[EXCERPTED DATA]
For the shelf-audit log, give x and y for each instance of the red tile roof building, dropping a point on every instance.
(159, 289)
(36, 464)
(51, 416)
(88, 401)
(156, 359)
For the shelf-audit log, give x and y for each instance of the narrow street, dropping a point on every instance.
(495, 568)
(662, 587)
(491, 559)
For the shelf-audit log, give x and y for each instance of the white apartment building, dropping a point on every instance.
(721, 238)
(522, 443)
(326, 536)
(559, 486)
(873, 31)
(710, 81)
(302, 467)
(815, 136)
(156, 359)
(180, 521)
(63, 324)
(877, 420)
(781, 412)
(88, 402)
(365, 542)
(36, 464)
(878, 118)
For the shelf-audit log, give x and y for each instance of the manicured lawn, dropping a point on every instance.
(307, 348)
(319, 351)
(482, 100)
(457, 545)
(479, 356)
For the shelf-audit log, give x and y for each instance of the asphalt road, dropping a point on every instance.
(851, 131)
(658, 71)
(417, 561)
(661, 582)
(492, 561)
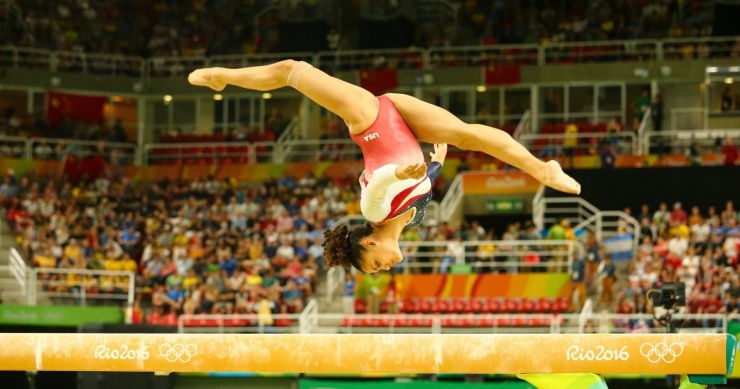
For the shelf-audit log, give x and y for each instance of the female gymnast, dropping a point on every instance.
(396, 182)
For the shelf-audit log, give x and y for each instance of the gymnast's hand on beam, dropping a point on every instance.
(209, 77)
(440, 153)
(414, 171)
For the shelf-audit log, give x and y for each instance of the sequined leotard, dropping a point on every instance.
(387, 143)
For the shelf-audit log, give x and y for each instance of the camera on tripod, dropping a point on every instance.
(668, 296)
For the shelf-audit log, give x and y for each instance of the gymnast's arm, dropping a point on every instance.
(355, 105)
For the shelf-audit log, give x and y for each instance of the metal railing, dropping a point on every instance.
(318, 150)
(343, 60)
(550, 210)
(463, 56)
(240, 60)
(625, 142)
(17, 267)
(239, 323)
(600, 51)
(606, 224)
(57, 149)
(475, 56)
(524, 126)
(508, 255)
(678, 142)
(216, 152)
(453, 198)
(646, 125)
(78, 62)
(309, 320)
(691, 118)
(81, 287)
(640, 323)
(501, 323)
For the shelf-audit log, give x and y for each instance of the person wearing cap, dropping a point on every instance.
(678, 214)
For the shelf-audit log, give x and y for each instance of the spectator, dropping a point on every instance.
(372, 285)
(726, 103)
(730, 152)
(348, 297)
(656, 110)
(577, 284)
(607, 272)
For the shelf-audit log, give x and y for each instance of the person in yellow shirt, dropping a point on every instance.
(353, 204)
(254, 279)
(45, 259)
(485, 253)
(128, 264)
(570, 141)
(256, 248)
(191, 280)
(72, 256)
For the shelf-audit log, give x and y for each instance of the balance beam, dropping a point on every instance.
(412, 353)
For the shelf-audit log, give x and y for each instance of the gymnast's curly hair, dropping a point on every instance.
(342, 246)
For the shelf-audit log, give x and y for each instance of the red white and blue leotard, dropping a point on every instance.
(387, 143)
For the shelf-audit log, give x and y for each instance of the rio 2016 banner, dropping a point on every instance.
(58, 316)
(368, 354)
(499, 183)
(531, 285)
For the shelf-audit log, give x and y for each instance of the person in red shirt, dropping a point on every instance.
(678, 214)
(387, 129)
(711, 304)
(729, 150)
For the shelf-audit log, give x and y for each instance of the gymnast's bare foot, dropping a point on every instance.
(209, 77)
(555, 178)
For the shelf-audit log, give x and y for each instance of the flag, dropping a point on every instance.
(620, 247)
(76, 170)
(379, 81)
(503, 74)
(87, 108)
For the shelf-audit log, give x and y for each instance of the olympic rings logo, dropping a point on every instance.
(178, 352)
(661, 352)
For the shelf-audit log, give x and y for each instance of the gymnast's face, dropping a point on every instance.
(380, 255)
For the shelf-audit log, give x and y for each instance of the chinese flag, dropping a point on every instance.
(379, 81)
(503, 74)
(84, 107)
(76, 170)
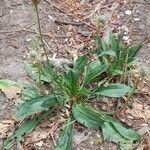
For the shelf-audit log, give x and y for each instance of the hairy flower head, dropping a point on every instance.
(36, 2)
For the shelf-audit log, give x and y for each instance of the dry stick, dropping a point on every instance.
(69, 14)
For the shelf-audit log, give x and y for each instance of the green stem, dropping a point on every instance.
(40, 33)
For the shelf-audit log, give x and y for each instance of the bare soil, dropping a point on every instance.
(18, 28)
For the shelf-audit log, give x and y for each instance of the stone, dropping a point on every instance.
(16, 2)
(1, 11)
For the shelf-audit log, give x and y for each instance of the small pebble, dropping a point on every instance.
(136, 19)
(128, 12)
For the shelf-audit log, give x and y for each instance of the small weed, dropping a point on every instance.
(74, 87)
(118, 56)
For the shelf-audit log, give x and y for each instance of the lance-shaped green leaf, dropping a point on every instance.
(72, 80)
(87, 116)
(29, 91)
(95, 69)
(107, 53)
(5, 84)
(65, 139)
(133, 52)
(113, 90)
(110, 134)
(35, 106)
(80, 63)
(26, 128)
(112, 41)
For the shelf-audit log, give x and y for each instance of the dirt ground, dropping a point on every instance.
(18, 29)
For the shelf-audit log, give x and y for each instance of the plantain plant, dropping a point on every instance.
(75, 88)
(117, 55)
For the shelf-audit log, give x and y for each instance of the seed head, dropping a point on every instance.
(36, 2)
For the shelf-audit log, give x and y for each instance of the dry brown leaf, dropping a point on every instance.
(12, 92)
(5, 125)
(139, 111)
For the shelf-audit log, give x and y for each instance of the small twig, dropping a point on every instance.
(34, 32)
(69, 23)
(31, 25)
(69, 14)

[TASK DESCRIPTION] Write out every line above word for word, leaving out the pictures.

[FULL ANSWER]
For the shelf-audit log, give x and y for each instance of the red tile roof building, dropping a point on every instance.
(159, 289)
(36, 464)
(51, 416)
(88, 401)
(156, 359)
For the shelf-audit log, give x and y for each instance of the narrow street, dropping a point on every instance.
(495, 568)
(662, 587)
(491, 559)
For the shelf-audit log, give x and y for each instance of the white apartment building, dropping a point on every instance.
(721, 238)
(522, 443)
(326, 536)
(559, 486)
(873, 31)
(710, 81)
(302, 467)
(815, 136)
(156, 359)
(180, 521)
(63, 324)
(877, 420)
(781, 412)
(88, 402)
(365, 542)
(36, 464)
(878, 118)
For the shelf-audit log, give x and y for each instance of the manicured lawn, dropping a point on every instance.
(307, 348)
(319, 351)
(482, 100)
(457, 545)
(479, 356)
For the shelf-audit log, give x and y for each instance of the asphalt road, dropping a point on every instance.
(851, 131)
(658, 71)
(417, 561)
(661, 582)
(492, 561)
For the shelf-audit log, give x and y for each instance of the female gymnast, dropping a point on every instance.
(396, 182)
For the shelf-audit log, give x and y for each instance of the gymnast's hand on beam, dropping a point on every instance.
(209, 77)
(440, 153)
(414, 171)
For the shelf-audit log, give x and y for each instance of the sequined leotard, dropping a point on every instance.
(387, 143)
For the shelf-audit log, give x and y for each instance of the camera on tripod, dropping a point on every instance.
(668, 296)
For the shelf-audit log, give x and y for each instance of the gymnast's arm, dropping a point on every instance.
(355, 105)
For the shelf-audit log, give x and y for each instance of the metal railing, dropping a point on every instance.
(318, 150)
(343, 60)
(550, 210)
(463, 56)
(240, 60)
(625, 142)
(17, 267)
(239, 323)
(600, 51)
(606, 224)
(57, 149)
(475, 56)
(524, 126)
(508, 255)
(678, 142)
(216, 152)
(453, 198)
(646, 125)
(78, 62)
(309, 320)
(691, 118)
(81, 287)
(640, 323)
(501, 323)
For the shelf-audit log, give x and y for each instance of the person wearing cap, dropping a point on every instance.
(678, 214)
For the shelf-audit log, give x and y for each instance of the spectator, dropping a point on every instance.
(372, 285)
(726, 103)
(730, 152)
(348, 297)
(656, 110)
(577, 284)
(607, 272)
For the shelf-audit log, give x and y for each instance of the person in yellow shirt, dropping a point on every instance.
(353, 204)
(254, 279)
(45, 259)
(485, 253)
(128, 264)
(570, 141)
(256, 248)
(191, 280)
(72, 256)
For the shelf-audit log, give x and y for each instance of the balance beam, dropping a point on every instance.
(412, 353)
For the shelf-audit log, give x and y for each instance of the gymnast's curly hair, dropping a point on every instance.
(342, 246)
For the shelf-audit log, give x and y for each instance of the red white and blue leotard, dropping a point on every instance.
(387, 143)
For the shelf-audit log, give x and y for each instance of the rio 2016 banner, dropping a point on every instance.
(58, 316)
(368, 354)
(499, 183)
(531, 285)
For the shelf-audit log, give x and y for each instance of the person in red shirt, dropping a point on every instance.
(678, 214)
(387, 129)
(711, 304)
(729, 150)
For the shelf-audit log, give x and y for each instance of the gymnast's bare foot, dropping a point on every instance.
(209, 77)
(555, 178)
For the shelf-audit log, give x and y for each instance of the flag, dropping a point on every instance.
(620, 247)
(76, 170)
(379, 81)
(503, 74)
(87, 108)
For the shelf-audit log, give x and y for each instance of the olympic rings logo, dropping a point on every instance.
(178, 352)
(661, 352)
For the shelf-audit log, give x and y for each instance of the gymnast's face, dropping a point on every instance.
(380, 255)
For the shelf-audit log, give x and y for each instance of the chinese flag, dropping a point on every instance.
(379, 81)
(503, 74)
(84, 107)
(76, 170)
For the shelf-audit log, give x and y for each instance of the hairy flower head, dropping a point on every instance.
(36, 2)
For the shelf-audit log, give x and y for each instance of the dry stick, dropping a point on every instance.
(69, 14)
For the shelf-audit log, give x and y for each instance of the green stem, dropping a point on every instance.
(40, 33)
For the shelf-audit log, give x and y for each instance of the bare soil, dropping a point on every instance.
(18, 28)
For the shelf-audit log, give x and y for each instance of the stone, dropping a point on every instance.
(16, 2)
(1, 11)
For the shelf-audit log, give x and y for each instance of the small pebble, dropping a point on every instance.
(136, 19)
(128, 12)
For the shelf-audit log, give x and y for each instance of the small weed, dropping a point on every instance.
(74, 87)
(118, 56)
For the shelf-audit log, give x and y for each instance of the lance-shaped green leaf, dropping a point on every instance.
(72, 80)
(87, 116)
(29, 91)
(95, 69)
(107, 53)
(5, 84)
(65, 139)
(133, 52)
(113, 90)
(110, 134)
(35, 106)
(80, 63)
(26, 128)
(112, 41)
For the shelf-audit log, give x and y for each instance of the dirt ground, dropping a point on every instance.
(18, 29)
For the shelf-audit log, give x and y for each instance of the plantain plant, dropping a point on every instance.
(75, 88)
(117, 55)
For the shelf-audit log, give x and y for each instance of the seed head, dropping a point on every instance.
(36, 2)
For the shelf-audit log, give x and y for each instance of the dry brown leaf, dropping a point on every instance.
(12, 92)
(5, 125)
(139, 111)
For the shelf-audit log, give x and y for each instance of the small twig, dropping a point on every instance.
(34, 32)
(69, 23)
(31, 25)
(69, 14)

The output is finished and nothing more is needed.